**EXERCISE DETAILS**
Print the lines of the rows below verbatim, starting at the line that contains "Tag one point on each instance of the out-of-focus" and ending at the end of the rows, with both ends included.

**ROWS**

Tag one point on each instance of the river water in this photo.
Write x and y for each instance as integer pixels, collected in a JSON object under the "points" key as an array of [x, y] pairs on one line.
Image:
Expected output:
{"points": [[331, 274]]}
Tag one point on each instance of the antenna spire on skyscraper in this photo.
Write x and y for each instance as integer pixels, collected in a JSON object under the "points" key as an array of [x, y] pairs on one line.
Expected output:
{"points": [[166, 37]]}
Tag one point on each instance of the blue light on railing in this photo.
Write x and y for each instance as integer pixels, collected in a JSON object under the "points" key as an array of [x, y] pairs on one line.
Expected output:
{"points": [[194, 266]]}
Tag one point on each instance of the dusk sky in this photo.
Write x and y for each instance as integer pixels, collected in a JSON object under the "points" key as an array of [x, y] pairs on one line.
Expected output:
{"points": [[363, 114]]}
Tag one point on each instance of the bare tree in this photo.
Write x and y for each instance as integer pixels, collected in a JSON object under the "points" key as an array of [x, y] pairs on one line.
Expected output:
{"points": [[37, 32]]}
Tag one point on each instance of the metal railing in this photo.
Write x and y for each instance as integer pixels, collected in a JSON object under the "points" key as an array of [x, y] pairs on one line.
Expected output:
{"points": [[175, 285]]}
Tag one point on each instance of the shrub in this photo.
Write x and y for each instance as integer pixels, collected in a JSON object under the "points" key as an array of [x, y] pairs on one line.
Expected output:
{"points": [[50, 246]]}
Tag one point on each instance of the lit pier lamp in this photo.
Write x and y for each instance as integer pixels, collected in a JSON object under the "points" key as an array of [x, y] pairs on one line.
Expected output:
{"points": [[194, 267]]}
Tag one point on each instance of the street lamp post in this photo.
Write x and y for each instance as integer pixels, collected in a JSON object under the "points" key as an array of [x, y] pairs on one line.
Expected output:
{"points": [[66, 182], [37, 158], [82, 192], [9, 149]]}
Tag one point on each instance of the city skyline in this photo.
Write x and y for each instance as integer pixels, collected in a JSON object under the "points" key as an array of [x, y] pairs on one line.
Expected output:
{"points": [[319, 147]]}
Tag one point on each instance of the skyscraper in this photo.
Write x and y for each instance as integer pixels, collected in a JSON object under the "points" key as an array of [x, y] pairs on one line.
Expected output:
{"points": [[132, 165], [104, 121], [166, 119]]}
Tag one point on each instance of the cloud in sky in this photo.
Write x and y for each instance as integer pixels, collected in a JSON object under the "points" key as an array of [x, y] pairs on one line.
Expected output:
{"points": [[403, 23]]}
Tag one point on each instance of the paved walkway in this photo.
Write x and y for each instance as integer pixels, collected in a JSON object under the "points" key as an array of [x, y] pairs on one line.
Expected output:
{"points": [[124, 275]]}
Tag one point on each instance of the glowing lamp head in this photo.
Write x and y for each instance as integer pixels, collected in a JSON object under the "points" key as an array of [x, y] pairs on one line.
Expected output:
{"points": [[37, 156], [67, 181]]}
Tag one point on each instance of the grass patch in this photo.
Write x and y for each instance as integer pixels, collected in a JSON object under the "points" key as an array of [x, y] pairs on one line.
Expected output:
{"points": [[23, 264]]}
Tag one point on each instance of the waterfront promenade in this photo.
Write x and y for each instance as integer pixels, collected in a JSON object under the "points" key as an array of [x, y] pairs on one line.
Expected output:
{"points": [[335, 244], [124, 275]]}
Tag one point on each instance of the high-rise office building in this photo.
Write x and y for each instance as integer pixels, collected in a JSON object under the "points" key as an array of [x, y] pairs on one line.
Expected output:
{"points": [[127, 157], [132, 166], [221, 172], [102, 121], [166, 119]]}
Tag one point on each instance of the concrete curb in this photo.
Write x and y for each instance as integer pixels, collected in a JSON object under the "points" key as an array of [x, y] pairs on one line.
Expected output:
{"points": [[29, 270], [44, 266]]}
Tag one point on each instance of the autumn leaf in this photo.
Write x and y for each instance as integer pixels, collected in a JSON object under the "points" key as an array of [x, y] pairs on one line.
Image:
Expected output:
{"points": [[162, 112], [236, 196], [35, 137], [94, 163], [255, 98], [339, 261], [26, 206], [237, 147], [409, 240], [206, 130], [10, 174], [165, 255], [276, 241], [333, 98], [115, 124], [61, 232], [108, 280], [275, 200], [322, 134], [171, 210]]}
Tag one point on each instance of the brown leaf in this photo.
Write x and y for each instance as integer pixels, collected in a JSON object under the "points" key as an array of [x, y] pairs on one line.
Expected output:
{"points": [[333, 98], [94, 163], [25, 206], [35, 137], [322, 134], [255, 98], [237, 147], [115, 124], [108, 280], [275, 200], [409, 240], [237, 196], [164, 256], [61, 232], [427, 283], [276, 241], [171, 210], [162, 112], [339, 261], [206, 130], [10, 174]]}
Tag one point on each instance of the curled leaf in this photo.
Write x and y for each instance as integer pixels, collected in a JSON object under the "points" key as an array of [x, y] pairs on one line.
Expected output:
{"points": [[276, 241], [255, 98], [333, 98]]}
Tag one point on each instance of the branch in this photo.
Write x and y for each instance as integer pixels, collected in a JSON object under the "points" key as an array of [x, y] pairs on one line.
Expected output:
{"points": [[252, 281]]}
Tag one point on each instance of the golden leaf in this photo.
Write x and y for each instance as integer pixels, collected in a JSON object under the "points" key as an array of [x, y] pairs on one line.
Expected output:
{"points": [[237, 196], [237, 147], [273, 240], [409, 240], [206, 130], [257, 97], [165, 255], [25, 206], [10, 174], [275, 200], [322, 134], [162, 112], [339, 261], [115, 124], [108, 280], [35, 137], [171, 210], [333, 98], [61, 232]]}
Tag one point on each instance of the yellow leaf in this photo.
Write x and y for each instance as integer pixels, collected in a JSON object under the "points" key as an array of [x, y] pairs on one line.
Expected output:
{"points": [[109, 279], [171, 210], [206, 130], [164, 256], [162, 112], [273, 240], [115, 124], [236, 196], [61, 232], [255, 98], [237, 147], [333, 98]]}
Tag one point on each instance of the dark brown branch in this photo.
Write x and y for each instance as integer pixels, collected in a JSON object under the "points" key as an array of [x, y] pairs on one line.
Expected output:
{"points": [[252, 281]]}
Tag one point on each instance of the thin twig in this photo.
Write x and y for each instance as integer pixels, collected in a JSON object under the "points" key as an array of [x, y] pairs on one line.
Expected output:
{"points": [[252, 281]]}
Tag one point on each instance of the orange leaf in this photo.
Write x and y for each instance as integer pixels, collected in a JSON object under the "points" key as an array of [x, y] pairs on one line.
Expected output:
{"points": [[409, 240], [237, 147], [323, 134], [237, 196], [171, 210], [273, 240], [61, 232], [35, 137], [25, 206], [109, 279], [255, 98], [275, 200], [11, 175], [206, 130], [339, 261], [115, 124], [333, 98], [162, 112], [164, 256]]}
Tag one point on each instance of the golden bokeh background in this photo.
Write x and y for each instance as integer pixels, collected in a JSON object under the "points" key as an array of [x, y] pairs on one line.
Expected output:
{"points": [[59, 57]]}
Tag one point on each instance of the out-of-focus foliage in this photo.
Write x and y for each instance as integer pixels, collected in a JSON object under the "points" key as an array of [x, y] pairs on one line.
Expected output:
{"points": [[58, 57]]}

**EXERCISE RESPONSE**
Tag one point on each instance of the out-of-focus foliage in this photo.
Write x and y for each instance as integer pixels, collected in a JSON object under the "points" key as an array of [x, y] pairs on one line.
Expected output:
{"points": [[58, 57]]}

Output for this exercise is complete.